*** Opening Extracted material ***

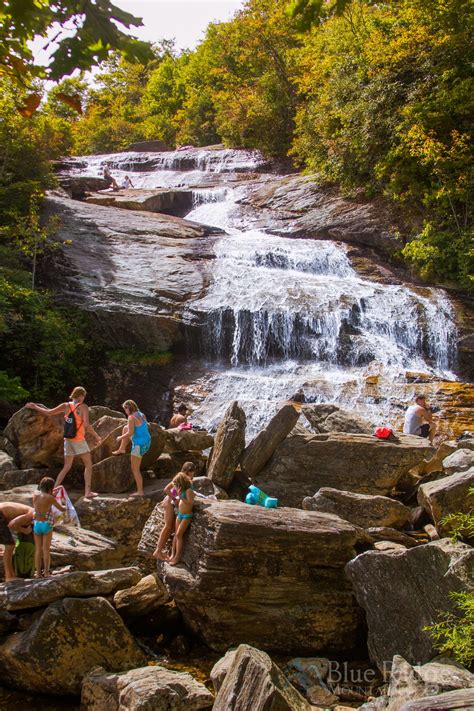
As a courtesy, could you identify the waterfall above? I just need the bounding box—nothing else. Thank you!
[66,147,459,436]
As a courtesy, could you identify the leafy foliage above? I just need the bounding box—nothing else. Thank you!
[0,80,97,402]
[0,0,152,84]
[441,487,474,543]
[425,591,474,667]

*** Closing Extracted material ***

* Exercise
Should a record include a picture, omit it from your copy and return the rest unchanged.

* Expected answer
As a courtesy, could you identify the waterfall above? I just need the bounding box—nothing else. Thank you!
[66,147,459,436]
As a courtesy, could you identify the leafy foliage above? I just need the bounding box—nothing else. Thank you!
[0,80,97,402]
[0,0,152,84]
[441,487,474,543]
[425,591,474,667]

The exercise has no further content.